TO BE DONE:
Output every line of the data below verbatim, leaving out the pictures.

##### AVAILABLE RECORDS #####

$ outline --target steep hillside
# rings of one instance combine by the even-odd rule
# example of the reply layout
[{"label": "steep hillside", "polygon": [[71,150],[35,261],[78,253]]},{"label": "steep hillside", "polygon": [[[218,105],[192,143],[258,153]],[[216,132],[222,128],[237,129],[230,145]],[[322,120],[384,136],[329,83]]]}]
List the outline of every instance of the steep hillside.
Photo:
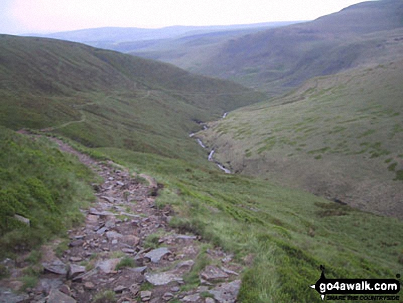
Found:
[{"label": "steep hillside", "polygon": [[[150,29],[137,27],[100,27],[71,32],[62,32],[48,34],[32,34],[43,38],[51,38],[78,42],[95,47],[112,49],[124,53],[138,51],[157,51],[163,55],[167,48],[177,52],[177,43],[182,39],[193,39],[198,36],[226,37],[240,36],[242,34],[256,32],[263,29],[277,27],[295,23],[292,21],[267,22],[255,24],[212,26],[170,26]],[[199,43],[203,44],[203,41]],[[149,48],[150,47],[150,48]],[[185,51],[183,49],[182,51]],[[166,62],[169,62],[166,61]]]},{"label": "steep hillside", "polygon": [[402,18],[399,0],[358,3],[314,21],[230,41],[194,71],[279,94],[313,76],[401,54]]},{"label": "steep hillside", "polygon": [[403,218],[403,61],[314,78],[199,134],[233,170]]},{"label": "steep hillside", "polygon": [[[244,157],[245,152],[244,158],[235,160],[247,164],[250,158],[258,169],[265,165],[260,156],[271,159],[273,139],[282,157],[277,159],[325,164],[330,150],[339,153],[332,168],[343,167],[345,153],[356,153],[352,157],[367,158],[369,172],[378,166],[388,174],[382,184],[394,186],[391,179],[401,179],[402,170],[401,152],[397,152],[402,142],[398,120],[402,64],[314,80],[285,99],[230,113],[222,120],[224,128],[218,125],[208,133],[217,136],[217,146],[222,137],[218,157],[231,153]],[[97,204],[89,210],[82,202],[91,200],[88,183],[93,175],[76,157],[56,149],[45,135],[23,135],[0,127],[0,255],[11,258],[0,260],[0,279],[9,276],[12,282],[7,284],[5,279],[5,289],[0,284],[0,297],[19,295],[12,288],[26,289],[31,298],[42,299],[54,282],[58,288],[62,281],[60,289],[83,303],[126,296],[133,301],[163,296],[174,302],[198,295],[204,300],[226,295],[222,280],[207,278],[212,280],[208,286],[200,280],[201,272],[220,266],[220,271],[242,280],[240,285],[237,282],[239,302],[319,303],[321,297],[309,286],[319,277],[321,265],[326,267],[327,278],[395,277],[403,263],[403,238],[396,232],[403,227],[401,221],[290,189],[284,181],[279,186],[275,180],[224,174],[188,137],[189,131],[201,128],[194,120],[215,120],[224,111],[263,97],[238,85],[114,52],[0,36],[0,124],[14,130],[45,128],[41,133],[65,137],[81,151],[74,153],[80,159],[86,153],[101,160],[95,167],[104,179],[104,183],[92,184]],[[354,98],[358,103],[352,102]],[[251,140],[259,141],[249,142],[251,135]],[[329,142],[323,143],[314,135]],[[227,153],[229,144],[232,147]],[[62,145],[64,150],[73,149]],[[285,156],[288,148],[292,151]],[[84,162],[94,168],[93,161]],[[371,173],[378,182],[377,171]],[[143,173],[156,179],[157,188],[140,185],[147,183]],[[400,188],[393,188],[398,197]],[[89,214],[87,227],[73,229],[42,249],[35,246],[80,222],[79,207]],[[14,215],[19,213],[33,225],[16,222]],[[147,262],[153,258],[148,249],[161,245],[166,252],[168,243],[172,254],[161,264]],[[32,247],[36,249],[30,254],[19,254]],[[56,253],[58,261],[54,259]],[[60,262],[76,266],[56,281],[43,270],[44,266],[49,269],[49,260],[58,261],[54,263],[59,265],[56,270]],[[143,264],[146,267],[130,268]],[[146,282],[150,276],[172,277],[173,271],[179,278],[178,269],[183,282],[171,295],[161,291],[164,286]],[[75,275],[84,272],[90,280],[74,276],[77,279],[71,281],[76,269]],[[172,286],[165,289],[171,291]]]},{"label": "steep hillside", "polygon": [[0,36],[0,124],[89,146],[199,155],[195,121],[263,100],[230,82],[56,40]]}]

#####

RIGHT ANSWER:
$ outline --target steep hillside
# rings of one instance combine by the even-odd rule
# example of the reply layout
[{"label": "steep hillside", "polygon": [[71,150],[35,261],[78,253]]},{"label": "steep hillside", "polygon": [[[218,105],[192,143],[258,153]],[[216,132],[222,128],[237,129],[230,145]],[[322,120],[384,136],[329,83]]]}]
List the outline of every instance of the steep hillside.
Photo:
Found:
[{"label": "steep hillside", "polygon": [[[150,29],[137,27],[100,27],[71,32],[62,32],[48,34],[32,34],[43,38],[51,38],[78,42],[95,47],[112,49],[124,53],[138,51],[157,51],[163,55],[167,48],[177,52],[177,43],[182,39],[193,39],[198,36],[226,37],[240,36],[242,34],[256,32],[263,29],[277,27],[295,23],[292,21],[267,22],[255,24],[212,26],[170,26]],[[199,43],[203,44],[203,41]],[[149,48],[150,47],[150,48]],[[185,51],[183,49],[182,51]],[[166,62],[169,62],[166,61]]]},{"label": "steep hillside", "polygon": [[402,18],[399,0],[358,3],[314,21],[230,41],[194,71],[279,94],[313,76],[401,54]]},{"label": "steep hillside", "polygon": [[403,218],[403,61],[314,78],[199,134],[233,170]]},{"label": "steep hillside", "polygon": [[[244,157],[245,152],[244,158],[235,160],[247,164],[250,158],[258,169],[265,165],[260,156],[271,159],[273,139],[282,157],[277,159],[325,164],[330,150],[339,153],[332,168],[343,167],[345,153],[356,153],[352,157],[367,158],[369,172],[378,166],[388,174],[382,184],[394,186],[391,179],[401,179],[402,170],[401,152],[397,152],[402,142],[398,120],[402,64],[314,80],[285,99],[230,113],[222,120],[224,128],[218,125],[208,133],[217,136],[217,146],[222,137],[218,157],[231,153]],[[97,204],[89,210],[82,202],[91,200],[88,183],[93,175],[76,157],[56,149],[45,135],[23,135],[0,127],[0,255],[11,258],[0,260],[0,279],[9,276],[12,282],[7,284],[5,279],[5,289],[0,284],[0,297],[19,295],[12,288],[26,289],[31,298],[42,299],[54,282],[58,288],[62,281],[60,289],[83,303],[126,296],[133,301],[163,296],[174,302],[198,295],[204,300],[226,295],[222,280],[207,278],[212,280],[208,286],[200,280],[201,272],[220,266],[220,271],[242,280],[240,285],[237,282],[239,302],[319,303],[321,297],[309,286],[319,277],[321,265],[326,267],[327,278],[395,277],[403,263],[403,238],[396,232],[403,227],[401,221],[290,189],[284,181],[279,186],[275,180],[224,174],[188,137],[189,131],[201,128],[194,120],[215,120],[224,111],[263,97],[238,85],[114,52],[0,36],[0,124],[14,130],[45,128],[41,133],[65,137],[81,151],[74,153],[80,159],[86,153],[101,160],[95,167],[104,179],[104,183],[92,184]],[[354,98],[358,103],[352,102]],[[251,140],[259,141],[249,142],[251,135]],[[329,142],[323,143],[314,135]],[[227,153],[229,144],[232,147]],[[62,145],[64,150],[73,149]],[[285,156],[288,148],[292,151]],[[84,162],[94,168],[93,161]],[[371,173],[378,182],[377,171]],[[143,173],[156,179],[157,188],[140,185],[147,183]],[[400,188],[393,188],[398,197]],[[89,214],[87,227],[73,229],[42,249],[35,246],[80,222],[79,207]],[[14,215],[19,213],[33,225],[16,222]],[[147,262],[153,258],[148,249],[161,245],[166,252],[168,243],[172,254],[161,264]],[[32,247],[36,249],[30,254],[19,254]],[[56,253],[58,261],[54,259]],[[60,262],[76,266],[56,281],[43,270],[44,266],[49,269],[49,260],[58,261],[54,263],[59,265],[56,270]],[[143,264],[146,267],[130,268]],[[146,282],[150,276],[172,277],[173,271],[179,278],[178,269],[183,282],[171,295],[161,291],[164,286]],[[75,275],[84,272],[90,280],[74,276],[77,279],[71,281],[76,269]],[[172,286],[165,289],[171,291]]]},{"label": "steep hillside", "polygon": [[0,36],[0,124],[89,146],[199,155],[195,121],[263,100],[230,82],[56,40]]}]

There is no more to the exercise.